(Stored data)

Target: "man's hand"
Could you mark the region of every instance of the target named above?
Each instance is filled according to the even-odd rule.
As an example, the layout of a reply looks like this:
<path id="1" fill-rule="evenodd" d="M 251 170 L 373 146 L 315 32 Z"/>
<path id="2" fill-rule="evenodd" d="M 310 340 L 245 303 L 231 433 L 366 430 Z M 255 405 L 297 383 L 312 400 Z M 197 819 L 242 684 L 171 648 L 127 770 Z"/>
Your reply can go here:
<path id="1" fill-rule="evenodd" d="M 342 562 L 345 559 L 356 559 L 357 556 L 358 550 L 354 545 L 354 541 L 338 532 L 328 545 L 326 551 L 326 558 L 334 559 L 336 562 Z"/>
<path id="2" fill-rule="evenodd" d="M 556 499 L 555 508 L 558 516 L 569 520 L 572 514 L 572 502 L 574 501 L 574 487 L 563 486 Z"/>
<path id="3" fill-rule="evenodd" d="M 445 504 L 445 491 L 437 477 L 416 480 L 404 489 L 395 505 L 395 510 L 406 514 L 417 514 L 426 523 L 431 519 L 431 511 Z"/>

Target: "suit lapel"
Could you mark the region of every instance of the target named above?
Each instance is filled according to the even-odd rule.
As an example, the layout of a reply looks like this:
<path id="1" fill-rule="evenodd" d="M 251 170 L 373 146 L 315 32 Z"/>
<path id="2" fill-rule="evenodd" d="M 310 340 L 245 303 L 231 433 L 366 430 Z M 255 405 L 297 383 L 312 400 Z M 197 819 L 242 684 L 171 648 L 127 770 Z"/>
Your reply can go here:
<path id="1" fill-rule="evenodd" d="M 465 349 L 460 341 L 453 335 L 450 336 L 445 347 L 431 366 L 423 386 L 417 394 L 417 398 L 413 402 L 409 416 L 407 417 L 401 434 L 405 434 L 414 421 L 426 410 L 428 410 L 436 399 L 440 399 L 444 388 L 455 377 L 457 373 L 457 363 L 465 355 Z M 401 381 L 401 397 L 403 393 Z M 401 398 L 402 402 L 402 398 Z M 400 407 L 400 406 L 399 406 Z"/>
---
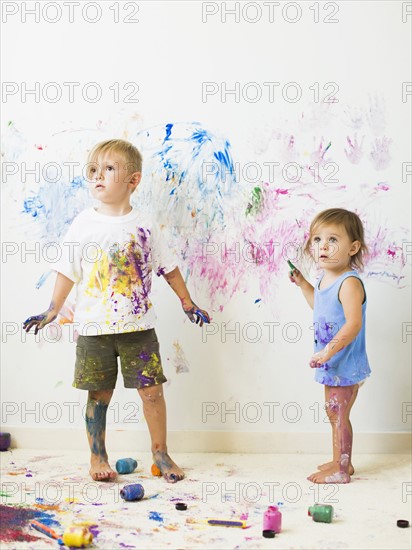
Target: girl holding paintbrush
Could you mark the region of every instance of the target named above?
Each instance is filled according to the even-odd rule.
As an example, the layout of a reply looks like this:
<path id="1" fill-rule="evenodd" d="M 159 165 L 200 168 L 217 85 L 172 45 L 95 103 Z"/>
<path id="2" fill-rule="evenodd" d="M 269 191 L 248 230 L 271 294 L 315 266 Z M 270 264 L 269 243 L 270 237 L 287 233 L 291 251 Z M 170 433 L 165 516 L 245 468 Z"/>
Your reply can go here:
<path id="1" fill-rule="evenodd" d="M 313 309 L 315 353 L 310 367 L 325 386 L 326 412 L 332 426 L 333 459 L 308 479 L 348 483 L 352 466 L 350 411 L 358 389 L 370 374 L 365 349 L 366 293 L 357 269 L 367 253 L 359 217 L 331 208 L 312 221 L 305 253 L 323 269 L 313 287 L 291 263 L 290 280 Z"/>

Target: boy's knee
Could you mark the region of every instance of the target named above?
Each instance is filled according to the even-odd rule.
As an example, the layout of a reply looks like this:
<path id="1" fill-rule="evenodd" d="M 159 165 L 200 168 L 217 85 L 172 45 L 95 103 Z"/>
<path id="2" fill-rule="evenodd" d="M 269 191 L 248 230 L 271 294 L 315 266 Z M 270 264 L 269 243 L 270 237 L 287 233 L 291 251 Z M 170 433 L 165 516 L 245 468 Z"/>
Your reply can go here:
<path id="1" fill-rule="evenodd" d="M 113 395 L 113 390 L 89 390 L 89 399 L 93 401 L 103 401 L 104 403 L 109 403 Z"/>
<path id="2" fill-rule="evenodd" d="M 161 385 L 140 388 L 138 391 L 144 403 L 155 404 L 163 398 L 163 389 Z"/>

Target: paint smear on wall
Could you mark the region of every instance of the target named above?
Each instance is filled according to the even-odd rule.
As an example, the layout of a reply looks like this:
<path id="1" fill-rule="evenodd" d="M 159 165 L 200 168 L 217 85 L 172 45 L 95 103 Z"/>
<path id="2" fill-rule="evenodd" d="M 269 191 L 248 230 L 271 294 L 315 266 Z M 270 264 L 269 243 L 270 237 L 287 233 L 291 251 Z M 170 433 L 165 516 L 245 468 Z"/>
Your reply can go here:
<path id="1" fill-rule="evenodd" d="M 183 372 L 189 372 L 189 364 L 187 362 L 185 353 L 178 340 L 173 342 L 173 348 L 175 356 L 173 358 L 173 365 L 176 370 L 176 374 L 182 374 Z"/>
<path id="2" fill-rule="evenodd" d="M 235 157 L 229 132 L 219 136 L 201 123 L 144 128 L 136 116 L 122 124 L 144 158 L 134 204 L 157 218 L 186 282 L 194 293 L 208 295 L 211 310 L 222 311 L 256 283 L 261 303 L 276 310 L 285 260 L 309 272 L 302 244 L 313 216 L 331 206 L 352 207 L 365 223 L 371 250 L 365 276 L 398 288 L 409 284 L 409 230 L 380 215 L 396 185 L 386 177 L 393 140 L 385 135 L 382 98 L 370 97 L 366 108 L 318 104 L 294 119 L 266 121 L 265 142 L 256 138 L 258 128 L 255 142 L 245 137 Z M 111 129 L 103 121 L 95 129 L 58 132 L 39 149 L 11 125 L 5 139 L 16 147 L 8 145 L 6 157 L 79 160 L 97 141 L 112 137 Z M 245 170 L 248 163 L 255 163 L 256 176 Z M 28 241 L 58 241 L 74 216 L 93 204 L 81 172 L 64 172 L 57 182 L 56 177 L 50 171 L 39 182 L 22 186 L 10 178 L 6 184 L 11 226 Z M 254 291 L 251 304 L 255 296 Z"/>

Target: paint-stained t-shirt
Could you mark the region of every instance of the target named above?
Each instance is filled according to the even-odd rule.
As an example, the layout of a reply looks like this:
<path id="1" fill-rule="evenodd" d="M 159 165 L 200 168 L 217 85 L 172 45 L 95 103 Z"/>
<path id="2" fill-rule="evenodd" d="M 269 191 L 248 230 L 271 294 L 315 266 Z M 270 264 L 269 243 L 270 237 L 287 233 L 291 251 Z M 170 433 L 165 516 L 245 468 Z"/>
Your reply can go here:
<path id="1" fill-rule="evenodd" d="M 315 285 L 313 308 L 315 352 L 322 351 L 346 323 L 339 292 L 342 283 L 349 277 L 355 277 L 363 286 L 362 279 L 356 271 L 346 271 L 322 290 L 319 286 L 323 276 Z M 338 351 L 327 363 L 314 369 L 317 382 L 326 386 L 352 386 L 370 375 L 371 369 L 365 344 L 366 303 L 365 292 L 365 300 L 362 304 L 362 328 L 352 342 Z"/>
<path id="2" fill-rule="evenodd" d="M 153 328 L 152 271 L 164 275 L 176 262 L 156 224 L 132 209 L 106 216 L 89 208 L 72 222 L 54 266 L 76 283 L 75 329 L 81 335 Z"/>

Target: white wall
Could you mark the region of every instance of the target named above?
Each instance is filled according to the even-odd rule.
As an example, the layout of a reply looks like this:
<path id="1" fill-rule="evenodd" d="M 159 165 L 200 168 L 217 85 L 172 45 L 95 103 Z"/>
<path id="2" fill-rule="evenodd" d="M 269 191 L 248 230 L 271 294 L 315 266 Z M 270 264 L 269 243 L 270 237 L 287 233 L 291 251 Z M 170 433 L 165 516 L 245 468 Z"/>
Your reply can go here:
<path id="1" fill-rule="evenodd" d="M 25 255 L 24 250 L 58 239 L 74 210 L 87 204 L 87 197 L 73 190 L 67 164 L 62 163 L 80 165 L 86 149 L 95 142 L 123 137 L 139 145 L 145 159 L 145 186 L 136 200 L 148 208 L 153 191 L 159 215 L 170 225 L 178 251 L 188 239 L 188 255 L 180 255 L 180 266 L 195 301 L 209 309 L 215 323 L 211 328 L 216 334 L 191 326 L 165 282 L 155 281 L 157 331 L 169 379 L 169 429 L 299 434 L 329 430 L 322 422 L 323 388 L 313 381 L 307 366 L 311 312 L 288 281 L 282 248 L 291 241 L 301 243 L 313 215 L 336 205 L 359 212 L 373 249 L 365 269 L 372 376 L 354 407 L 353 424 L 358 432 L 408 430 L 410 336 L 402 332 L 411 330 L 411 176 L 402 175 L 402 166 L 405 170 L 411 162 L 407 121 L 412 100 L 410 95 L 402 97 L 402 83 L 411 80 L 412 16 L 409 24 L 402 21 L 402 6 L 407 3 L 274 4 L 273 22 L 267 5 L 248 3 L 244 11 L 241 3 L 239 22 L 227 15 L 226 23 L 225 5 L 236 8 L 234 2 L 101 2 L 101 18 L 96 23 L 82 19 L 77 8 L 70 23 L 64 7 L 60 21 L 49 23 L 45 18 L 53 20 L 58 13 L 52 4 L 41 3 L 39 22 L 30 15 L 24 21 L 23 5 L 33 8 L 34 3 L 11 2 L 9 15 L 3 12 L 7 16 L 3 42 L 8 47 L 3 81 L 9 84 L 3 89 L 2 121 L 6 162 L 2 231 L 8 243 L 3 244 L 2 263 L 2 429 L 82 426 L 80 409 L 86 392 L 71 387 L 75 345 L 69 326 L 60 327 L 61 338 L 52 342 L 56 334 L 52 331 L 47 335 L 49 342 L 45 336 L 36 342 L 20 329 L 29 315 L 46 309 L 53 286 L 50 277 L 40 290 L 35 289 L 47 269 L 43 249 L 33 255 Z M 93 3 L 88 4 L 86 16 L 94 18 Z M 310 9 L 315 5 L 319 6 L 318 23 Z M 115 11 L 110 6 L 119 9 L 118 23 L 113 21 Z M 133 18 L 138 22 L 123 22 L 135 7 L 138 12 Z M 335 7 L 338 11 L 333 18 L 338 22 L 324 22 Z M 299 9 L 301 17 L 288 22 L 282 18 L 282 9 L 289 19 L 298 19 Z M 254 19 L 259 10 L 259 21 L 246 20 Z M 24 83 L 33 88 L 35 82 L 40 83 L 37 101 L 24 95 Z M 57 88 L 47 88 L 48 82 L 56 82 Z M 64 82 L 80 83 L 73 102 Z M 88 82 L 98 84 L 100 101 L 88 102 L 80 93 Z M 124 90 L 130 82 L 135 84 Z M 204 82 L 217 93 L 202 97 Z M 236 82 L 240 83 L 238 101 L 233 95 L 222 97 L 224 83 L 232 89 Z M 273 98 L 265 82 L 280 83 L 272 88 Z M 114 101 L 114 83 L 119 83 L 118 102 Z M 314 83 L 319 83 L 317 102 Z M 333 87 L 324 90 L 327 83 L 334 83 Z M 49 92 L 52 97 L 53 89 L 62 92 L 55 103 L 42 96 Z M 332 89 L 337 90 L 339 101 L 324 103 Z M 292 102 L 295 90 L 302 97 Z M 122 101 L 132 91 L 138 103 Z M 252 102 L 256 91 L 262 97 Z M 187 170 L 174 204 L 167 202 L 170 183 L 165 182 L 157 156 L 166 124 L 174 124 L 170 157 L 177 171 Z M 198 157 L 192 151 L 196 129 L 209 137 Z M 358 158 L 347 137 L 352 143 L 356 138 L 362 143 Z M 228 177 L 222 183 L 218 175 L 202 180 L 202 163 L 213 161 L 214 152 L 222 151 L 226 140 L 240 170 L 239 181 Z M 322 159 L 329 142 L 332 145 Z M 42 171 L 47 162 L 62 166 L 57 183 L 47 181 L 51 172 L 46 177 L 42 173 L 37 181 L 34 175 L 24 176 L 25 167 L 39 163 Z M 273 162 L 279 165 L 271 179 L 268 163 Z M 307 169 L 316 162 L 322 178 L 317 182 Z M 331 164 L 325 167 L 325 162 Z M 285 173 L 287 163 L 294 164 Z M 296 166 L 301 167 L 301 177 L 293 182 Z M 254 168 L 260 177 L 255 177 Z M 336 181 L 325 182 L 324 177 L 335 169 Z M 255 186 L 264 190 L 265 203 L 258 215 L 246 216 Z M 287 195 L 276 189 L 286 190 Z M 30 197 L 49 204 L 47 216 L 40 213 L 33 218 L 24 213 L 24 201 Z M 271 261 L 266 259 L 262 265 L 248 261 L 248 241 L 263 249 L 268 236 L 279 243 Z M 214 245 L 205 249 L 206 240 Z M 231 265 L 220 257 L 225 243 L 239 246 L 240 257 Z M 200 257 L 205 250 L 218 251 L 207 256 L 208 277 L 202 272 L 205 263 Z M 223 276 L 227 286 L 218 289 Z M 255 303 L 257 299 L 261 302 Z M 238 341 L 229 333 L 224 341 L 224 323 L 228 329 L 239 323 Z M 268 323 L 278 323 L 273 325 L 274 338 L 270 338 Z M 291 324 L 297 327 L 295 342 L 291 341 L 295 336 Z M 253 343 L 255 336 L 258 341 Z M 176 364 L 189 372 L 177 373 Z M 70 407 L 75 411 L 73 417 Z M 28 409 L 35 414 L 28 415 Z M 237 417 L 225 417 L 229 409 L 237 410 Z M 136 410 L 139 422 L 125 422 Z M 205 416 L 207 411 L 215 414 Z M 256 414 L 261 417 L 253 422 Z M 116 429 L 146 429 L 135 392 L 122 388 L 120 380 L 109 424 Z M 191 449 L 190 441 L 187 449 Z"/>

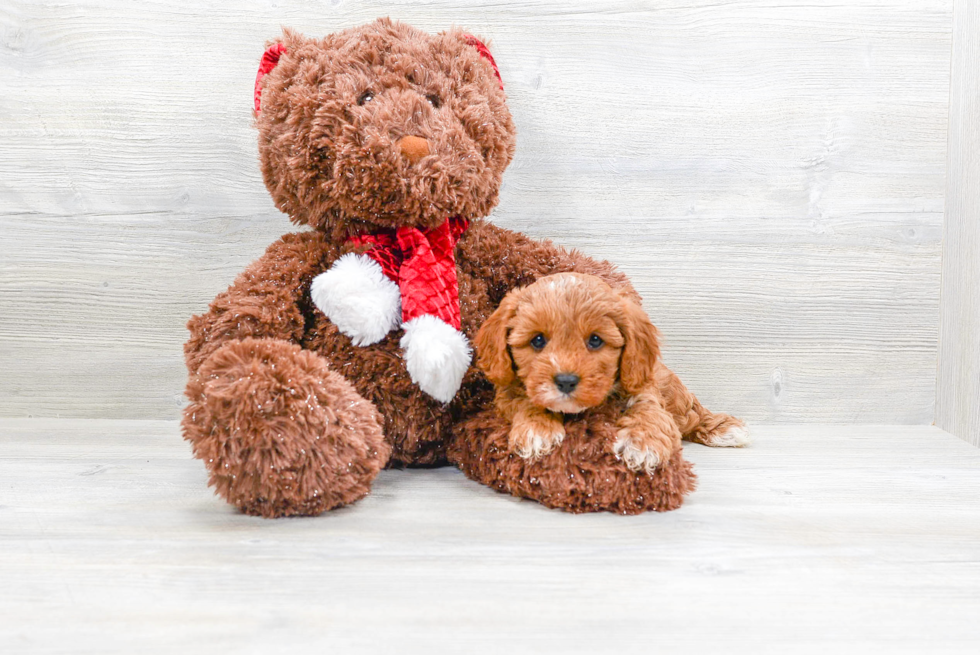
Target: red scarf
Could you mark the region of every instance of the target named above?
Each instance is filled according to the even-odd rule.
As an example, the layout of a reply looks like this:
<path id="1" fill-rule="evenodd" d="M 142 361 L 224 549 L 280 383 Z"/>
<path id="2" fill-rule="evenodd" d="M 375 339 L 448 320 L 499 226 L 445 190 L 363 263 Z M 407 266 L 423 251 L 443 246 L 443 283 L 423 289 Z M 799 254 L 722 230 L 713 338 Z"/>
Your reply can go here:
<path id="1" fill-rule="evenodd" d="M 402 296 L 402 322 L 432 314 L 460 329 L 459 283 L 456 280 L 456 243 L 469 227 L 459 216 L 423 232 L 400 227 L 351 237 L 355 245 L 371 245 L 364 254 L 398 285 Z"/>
==
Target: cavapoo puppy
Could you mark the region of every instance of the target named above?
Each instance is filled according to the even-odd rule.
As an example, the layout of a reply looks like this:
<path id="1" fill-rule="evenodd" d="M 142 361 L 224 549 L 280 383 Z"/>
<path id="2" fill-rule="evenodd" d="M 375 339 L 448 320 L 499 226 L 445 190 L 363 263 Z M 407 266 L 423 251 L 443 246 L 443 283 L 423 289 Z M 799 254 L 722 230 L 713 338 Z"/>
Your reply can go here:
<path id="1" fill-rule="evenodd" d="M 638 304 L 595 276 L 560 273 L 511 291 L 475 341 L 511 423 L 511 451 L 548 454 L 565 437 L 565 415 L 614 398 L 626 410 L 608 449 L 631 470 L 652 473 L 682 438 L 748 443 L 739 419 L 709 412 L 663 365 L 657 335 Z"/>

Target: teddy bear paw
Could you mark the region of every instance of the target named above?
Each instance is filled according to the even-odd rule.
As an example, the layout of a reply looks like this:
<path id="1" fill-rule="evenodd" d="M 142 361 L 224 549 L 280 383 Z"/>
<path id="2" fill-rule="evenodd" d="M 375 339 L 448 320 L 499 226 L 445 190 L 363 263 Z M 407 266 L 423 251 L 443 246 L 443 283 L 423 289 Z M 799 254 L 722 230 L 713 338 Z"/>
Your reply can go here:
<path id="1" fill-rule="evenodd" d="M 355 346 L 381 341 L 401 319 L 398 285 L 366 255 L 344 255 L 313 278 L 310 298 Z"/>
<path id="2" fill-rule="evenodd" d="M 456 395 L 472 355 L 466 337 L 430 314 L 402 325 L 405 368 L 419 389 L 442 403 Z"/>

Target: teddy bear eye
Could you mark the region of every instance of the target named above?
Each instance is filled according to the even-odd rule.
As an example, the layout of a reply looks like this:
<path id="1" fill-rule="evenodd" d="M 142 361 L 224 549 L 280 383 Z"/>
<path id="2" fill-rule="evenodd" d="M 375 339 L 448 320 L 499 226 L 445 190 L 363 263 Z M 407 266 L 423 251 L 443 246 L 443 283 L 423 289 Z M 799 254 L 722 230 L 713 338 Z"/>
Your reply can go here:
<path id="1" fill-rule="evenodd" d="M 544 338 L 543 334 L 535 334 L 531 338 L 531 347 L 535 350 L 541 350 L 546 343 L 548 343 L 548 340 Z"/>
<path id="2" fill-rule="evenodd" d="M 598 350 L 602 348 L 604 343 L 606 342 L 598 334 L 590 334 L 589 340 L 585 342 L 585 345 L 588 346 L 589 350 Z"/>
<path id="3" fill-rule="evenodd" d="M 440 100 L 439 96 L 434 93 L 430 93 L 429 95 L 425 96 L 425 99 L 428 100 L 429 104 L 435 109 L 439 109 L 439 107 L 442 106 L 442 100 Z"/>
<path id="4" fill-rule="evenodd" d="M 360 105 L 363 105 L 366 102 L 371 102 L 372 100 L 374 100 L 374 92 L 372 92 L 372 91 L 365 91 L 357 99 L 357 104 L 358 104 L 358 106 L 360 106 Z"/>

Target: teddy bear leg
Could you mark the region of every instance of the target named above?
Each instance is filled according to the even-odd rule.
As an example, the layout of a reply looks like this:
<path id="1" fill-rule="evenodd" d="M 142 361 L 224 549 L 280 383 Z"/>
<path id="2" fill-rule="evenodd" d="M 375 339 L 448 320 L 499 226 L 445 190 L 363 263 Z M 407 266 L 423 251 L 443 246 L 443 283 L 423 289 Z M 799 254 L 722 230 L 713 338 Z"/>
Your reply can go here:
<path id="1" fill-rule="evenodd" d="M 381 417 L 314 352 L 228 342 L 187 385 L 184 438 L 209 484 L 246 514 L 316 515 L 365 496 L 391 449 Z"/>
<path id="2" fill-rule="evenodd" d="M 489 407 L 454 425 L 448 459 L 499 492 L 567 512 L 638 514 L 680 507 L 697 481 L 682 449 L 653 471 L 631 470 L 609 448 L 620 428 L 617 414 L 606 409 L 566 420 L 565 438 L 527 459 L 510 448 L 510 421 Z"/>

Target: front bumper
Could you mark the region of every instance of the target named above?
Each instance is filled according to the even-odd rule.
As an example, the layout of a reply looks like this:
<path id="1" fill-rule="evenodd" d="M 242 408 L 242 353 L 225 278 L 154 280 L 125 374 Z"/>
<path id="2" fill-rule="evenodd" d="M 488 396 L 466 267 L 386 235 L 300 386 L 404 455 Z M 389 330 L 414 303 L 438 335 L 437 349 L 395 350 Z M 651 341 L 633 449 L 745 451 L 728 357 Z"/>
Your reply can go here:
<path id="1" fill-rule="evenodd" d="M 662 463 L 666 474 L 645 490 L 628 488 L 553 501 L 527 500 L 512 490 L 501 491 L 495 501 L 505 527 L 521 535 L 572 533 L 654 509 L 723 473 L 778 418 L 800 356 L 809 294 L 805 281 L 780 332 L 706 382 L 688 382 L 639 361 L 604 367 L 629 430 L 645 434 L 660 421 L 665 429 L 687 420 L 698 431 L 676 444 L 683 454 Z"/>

> Problem description
Filter the records down to the lines that contain the string "wall", and copy those lines.

> Problem solution
Target: paint smear on wall
Target: white wall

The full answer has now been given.